== Reading passage ==
_ _ _ _ _ _ _
Marcus ends up arguing that television should stop being a fun escape from the real world. As crazy as that sounds, Marcus isn’t the only one to go there.
In a piece for Vanity Fair about the Ellen-Bush fracas, Laura Bradley writes, “Ellen has been a towering presence on the talk show scene for a reason; for millions of viewers across America, DeGeneres and her show’s sparkling set represent a sunny alternate reality — one in which everyone is fun and nice and happy to dance and play games. It’s a simulated apolitical utopia, one that seems to reflect DeGeneres’s belief that kindness is the most important virtue of all — one that should trump all else.”
Sounds horrible. A place that’s fun and everyone is kind is so out of step with our current political moment. We blame Trump for our fractious climate, but apparently the Left likes it this way. Time to take down the “No place for hate” signs because, well, there’s always for hating the right kind of people. A conservative friend from my hyperliberal neighborhood of Park Slope, Brooklyn, told me whenever she sees the “No place for hate” sign, she wants to Sharpie beneath it “(except Donald Trump)”.
_ _ _ _ _ _ _
== Dataset records ==
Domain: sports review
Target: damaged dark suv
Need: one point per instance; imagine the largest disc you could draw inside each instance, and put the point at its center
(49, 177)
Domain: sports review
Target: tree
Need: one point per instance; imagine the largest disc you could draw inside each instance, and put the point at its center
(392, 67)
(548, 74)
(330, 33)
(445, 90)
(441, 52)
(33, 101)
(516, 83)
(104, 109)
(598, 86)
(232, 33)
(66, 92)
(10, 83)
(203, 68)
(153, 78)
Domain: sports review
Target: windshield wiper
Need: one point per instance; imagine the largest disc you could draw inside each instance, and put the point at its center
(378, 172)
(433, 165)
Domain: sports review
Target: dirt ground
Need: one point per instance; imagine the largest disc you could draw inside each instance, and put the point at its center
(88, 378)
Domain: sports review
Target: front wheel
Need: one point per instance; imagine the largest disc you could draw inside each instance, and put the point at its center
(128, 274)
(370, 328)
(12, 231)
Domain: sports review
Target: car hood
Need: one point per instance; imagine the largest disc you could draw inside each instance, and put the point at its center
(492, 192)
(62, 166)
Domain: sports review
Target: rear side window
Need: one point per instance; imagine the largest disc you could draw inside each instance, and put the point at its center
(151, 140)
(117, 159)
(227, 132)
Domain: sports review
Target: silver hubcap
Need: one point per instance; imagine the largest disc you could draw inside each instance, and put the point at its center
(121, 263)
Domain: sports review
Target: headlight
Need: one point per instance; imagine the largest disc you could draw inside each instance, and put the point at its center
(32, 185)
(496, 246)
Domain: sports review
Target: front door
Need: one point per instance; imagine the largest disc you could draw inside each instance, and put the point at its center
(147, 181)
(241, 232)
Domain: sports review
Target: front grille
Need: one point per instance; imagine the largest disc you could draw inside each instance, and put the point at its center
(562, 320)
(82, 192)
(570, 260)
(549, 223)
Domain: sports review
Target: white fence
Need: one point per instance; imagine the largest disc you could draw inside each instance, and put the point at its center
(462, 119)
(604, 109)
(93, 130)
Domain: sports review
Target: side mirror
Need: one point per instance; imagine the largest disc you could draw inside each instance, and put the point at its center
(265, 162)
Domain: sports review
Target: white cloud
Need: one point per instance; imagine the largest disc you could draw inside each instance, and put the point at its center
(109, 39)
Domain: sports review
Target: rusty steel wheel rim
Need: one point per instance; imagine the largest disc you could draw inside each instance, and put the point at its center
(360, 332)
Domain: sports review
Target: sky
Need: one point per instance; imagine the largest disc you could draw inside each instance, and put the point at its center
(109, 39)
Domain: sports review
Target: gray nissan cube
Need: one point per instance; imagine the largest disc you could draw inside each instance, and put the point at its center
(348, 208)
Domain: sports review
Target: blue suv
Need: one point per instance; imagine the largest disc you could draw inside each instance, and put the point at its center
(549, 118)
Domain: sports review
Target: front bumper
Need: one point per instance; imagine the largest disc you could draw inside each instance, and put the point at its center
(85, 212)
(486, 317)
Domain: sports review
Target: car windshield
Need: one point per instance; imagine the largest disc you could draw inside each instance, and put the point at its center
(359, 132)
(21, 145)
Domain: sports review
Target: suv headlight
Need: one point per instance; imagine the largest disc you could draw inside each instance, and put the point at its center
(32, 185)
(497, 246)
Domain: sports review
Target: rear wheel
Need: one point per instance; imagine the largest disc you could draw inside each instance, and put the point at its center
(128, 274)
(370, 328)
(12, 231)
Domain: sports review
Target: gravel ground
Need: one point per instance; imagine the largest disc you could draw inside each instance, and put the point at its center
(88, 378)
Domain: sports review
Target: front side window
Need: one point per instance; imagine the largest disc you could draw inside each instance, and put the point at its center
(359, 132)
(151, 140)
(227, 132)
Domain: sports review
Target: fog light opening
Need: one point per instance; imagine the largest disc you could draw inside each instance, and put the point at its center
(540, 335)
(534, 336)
_ _ _ _ _ _ _
== Task objective ==
Rewrite the commentary on television and politics starting at "Marcus ends up" and ending at "to go there.", with "escape" changed to "refuge". You can set the material aside, since none of it is used here.

== Answer area ==
Marcus ends up arguing that television should stop being a fun refuge from the real world. As crazy as that sounds, Marcus isn’t the only one to go there.